*Work instruction*.
Can you return, word for word, the stretch of the court opinion that opens with the words containing "Hale, Grant, Meyerson, O’Brien" and closes with "of those statutes."?

524 F. Supp. 736

Philip BOOTHE, Plaintiff, v. The NEW YORK ASSOCIATION FOR THE BLIND, Defendant.

No. 81 Civ. 4105.

United States District Court, S. D. New York.

Oct. 23, 1981.

Philip Boothe, pro se.

Hale, Grant, Meyerson, O’Brien & McCormick, New York City, (Vincent J. Maroney, New York City, of counsel), for defendant.

SOFAER, District Judge:

The plaintiff, Philip Boothe, is a forty-nine year old black man. His complaint alleges employment discrimination on the basis of age and race in violation of the Age Discrimination in Employment Act (“ADEA”), 29 U.S.C. §§ 621-634, and Title VII of the Civil Rights Act of 1964, the Equal Employment Opportunity Act (“EEOA”), 42 U.S.C. §§ 2000e-2000h-6. The defendant (plaintiff’s former employer) responded to the complaint with a motion to dismiss asserting that plaintiff is barred from seeking relief in federal court because he failed to comply with the timeliness requirements of both the ADEA and the EEOA. 29 U.S.C. § 626(d)(1) and (2); 42 U.S.C. § 2000e-5(e). Plaintiff asserts that he has met the time mandates of those statutes.

Plaintiff was hired as a shipping clerk by the defendant, the New York Association for the Blind, on July 7, 1977, and discharged after resignation on February 28, 1979. According to his complaint, plaintiff was transferred to clerical positions in lieu of preferred positions, which were filled by younger, less qualified employees; he was forced to perform messenger duties, while younger employees were not; and he was harassed by being spoken to in a demeaning manner by his supervisor and two co-workers. Plaintiff alleges that those acts of discrimination forced him to resign. He seeks damages in the amount of five years salary plus punitive damages.

Images for locating objects
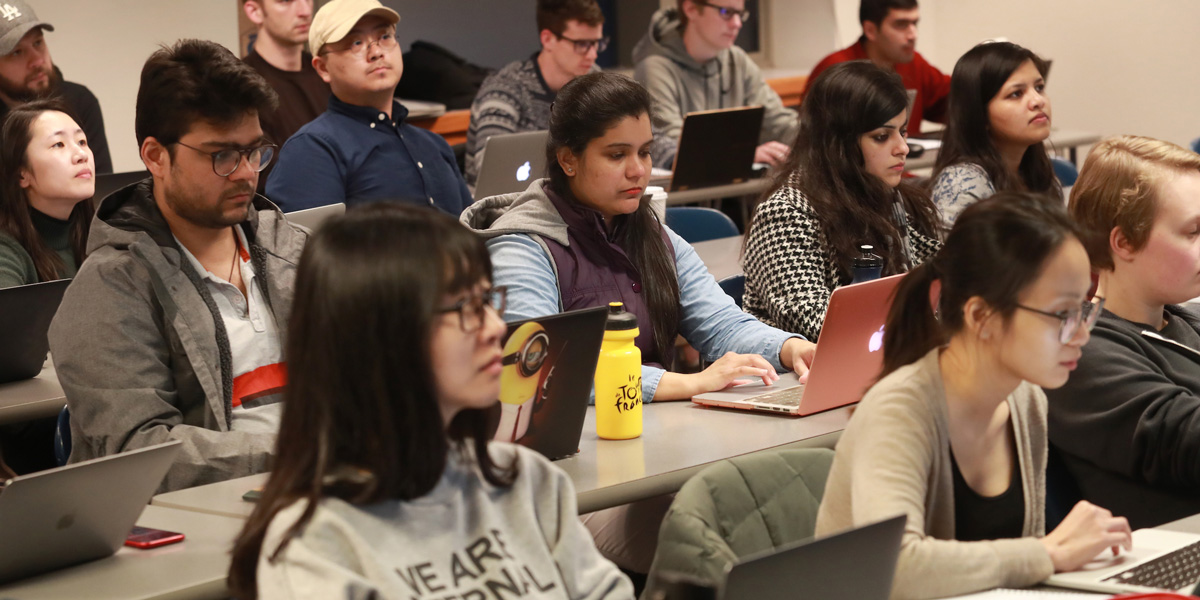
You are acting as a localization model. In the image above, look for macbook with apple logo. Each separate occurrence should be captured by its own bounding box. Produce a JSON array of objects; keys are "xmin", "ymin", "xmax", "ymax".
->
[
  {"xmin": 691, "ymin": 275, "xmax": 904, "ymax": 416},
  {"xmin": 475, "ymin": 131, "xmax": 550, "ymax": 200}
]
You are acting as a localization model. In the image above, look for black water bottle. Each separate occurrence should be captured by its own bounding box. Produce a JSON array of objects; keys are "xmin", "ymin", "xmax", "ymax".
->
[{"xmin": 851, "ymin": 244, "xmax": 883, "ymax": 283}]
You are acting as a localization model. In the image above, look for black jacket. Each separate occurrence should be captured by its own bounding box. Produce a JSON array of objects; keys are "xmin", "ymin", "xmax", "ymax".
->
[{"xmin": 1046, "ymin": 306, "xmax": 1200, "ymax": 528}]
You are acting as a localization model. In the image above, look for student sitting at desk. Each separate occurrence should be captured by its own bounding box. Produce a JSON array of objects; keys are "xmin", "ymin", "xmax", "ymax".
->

*Solved problem*.
Hale, Grant, Meyerson, O’Brien & McCormick, New York City, (Vincent J. Maroney, New York City, of counsel), for defendant.

SOFAER, District Judge:

The plaintiff, Philip Boothe, is a forty-nine year old black man. His complaint alleges employment discrimination on the basis of age and race in violation of the Age Discrimination in Employment Act (“ADEA”), 29 U.S.C. §§ 621-634, and Title VII of the Civil Rights Act of 1964, the Equal Employment Opportunity Act (“EEOA”), 42 U.S.C. §§ 2000e-2000h-6. The defendant (plaintiff’s former employer) responded to the complaint with a motion to dismiss asserting that plaintiff is barred from seeking relief in federal court because he failed to comply with the timeliness requirements of both the ADEA and the EEOA. 29 U.S.C. § 626(d)(1) and (2); 42 U.S.C. § 2000e-5(e). Plaintiff asserts that he has met the time mandates of those statutes.